* _Dataset records_:

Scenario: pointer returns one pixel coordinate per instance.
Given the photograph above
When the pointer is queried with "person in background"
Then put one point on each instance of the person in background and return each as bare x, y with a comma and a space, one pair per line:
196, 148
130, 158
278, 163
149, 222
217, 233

* _What you need to do_: Could you copy the records above verbatim, from the first line to the last?

* _Reply_:
Scenario: pointer returns one pixel coordinate per instance.
Given the photograph above
When the pointer is queried with "person in background"
Then put one point on each instance of the person in background and return each as bare x, y with a comma and a space, one pair per line:
196, 148
130, 158
278, 163
149, 222
217, 233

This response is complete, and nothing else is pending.